(Outline annotation lines)
• • • • •
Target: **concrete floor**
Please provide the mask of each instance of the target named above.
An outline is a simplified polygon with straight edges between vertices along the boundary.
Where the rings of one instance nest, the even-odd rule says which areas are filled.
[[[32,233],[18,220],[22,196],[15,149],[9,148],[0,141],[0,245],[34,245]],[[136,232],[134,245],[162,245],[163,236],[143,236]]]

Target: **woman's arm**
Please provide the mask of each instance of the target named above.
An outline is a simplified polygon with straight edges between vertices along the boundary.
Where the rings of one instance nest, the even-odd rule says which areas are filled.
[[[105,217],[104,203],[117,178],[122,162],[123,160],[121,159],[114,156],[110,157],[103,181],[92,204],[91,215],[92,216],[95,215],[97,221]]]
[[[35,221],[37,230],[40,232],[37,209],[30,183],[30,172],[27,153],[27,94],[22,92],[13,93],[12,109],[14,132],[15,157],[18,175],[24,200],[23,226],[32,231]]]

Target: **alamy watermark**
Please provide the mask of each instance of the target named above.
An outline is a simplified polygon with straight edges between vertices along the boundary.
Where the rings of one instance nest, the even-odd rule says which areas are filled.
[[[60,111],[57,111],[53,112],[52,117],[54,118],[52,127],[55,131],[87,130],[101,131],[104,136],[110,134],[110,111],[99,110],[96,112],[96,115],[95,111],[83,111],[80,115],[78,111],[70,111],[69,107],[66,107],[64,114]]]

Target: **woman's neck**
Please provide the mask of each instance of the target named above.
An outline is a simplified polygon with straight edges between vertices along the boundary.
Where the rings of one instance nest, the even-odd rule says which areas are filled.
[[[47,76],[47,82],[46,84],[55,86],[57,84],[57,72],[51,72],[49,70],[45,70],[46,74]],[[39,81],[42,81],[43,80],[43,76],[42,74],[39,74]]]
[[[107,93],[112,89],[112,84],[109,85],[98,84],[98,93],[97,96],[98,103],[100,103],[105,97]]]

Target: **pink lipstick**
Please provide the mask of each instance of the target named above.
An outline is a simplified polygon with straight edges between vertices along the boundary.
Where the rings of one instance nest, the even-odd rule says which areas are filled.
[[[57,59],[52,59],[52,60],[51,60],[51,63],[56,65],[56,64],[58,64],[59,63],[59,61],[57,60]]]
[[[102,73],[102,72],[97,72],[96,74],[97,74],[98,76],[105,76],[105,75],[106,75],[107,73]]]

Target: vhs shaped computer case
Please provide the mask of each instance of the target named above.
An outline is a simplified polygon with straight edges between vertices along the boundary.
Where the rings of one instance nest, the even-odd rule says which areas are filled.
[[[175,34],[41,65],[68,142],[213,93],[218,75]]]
• • • • •
*STATED PROBLEM*:
Rewrite all of the lines above, swapping every "vertices" for "corner points" and leaving everything else untouched.

*COMPLETED EXERCISE*:
Target: **concrete floor**
Please provide the mask of each instance of the target named above.
An outline is a simplified polygon with straight edges between corner points along the boundary.
Where the rings of one instance nest, the even-odd rule says which areas are filled.
[[[32,233],[18,220],[22,196],[15,149],[9,148],[0,141],[0,245],[34,245]],[[136,232],[134,245],[162,245],[163,236],[143,236]]]

Target: **woman's arm**
Please provide the mask of each instance of the target named above.
An outline is a simplified polygon with straight edges between corner points along the boundary.
Where the rings of one instance nest, the even-odd rule says which areas are filled.
[[[105,217],[104,203],[117,178],[122,162],[123,160],[121,159],[114,156],[110,157],[103,181],[92,204],[91,215],[92,216],[95,215],[97,221]]]
[[[35,221],[37,230],[40,232],[37,209],[30,183],[30,172],[27,153],[27,94],[22,92],[13,93],[12,109],[14,132],[15,157],[18,175],[24,200],[23,226],[32,231]]]

Target: **alamy watermark**
Please provide the mask of each instance of the target named above.
An outline is a simplified polygon with straight edges between corner points along the boundary.
Where the rings of one instance nest, the even-odd rule says which areas are filled.
[[[60,111],[57,111],[53,112],[52,117],[54,118],[52,127],[55,131],[87,130],[101,131],[104,136],[110,134],[110,111],[99,110],[96,112],[96,115],[95,111],[83,111],[80,115],[78,111],[70,111],[69,107],[66,107],[64,114]]]

Target: **woman's neck**
Please provide the mask of each instance of the target named above.
An outline is a simplified polygon with straight edges between corner points along the boundary.
Where the rings of one instance nest, the even-odd rule says which areas are filled.
[[[47,76],[47,82],[46,84],[55,86],[57,84],[57,72],[51,72],[49,70],[45,70],[46,74]],[[39,81],[42,81],[43,80],[43,76],[42,74],[39,74]]]
[[[107,93],[112,89],[112,84],[109,85],[98,84],[98,93],[97,96],[98,103],[100,103],[105,97]]]

Target: **pink lipstick**
Please provide the mask of each instance of the target named above.
An outline is a simplified polygon with straight edges between corner points along the boundary.
Where the rings of one instance nest, the even-odd rule says which areas are filled.
[[[57,59],[52,59],[52,60],[51,60],[51,63],[56,65],[56,64],[58,64],[59,63],[59,61],[57,60]]]
[[[102,73],[102,72],[97,72],[96,74],[97,74],[98,76],[105,76],[105,75],[106,75],[107,73]]]

Target: vhs shaped computer case
Please provide the mask of each instance of the target named above.
An outline is a simplified polygon with straight edges between corner points along the boundary.
Where the rings of one instance nest, the even-odd rule says which areas are filled.
[[[175,34],[41,65],[68,142],[213,93],[218,75]]]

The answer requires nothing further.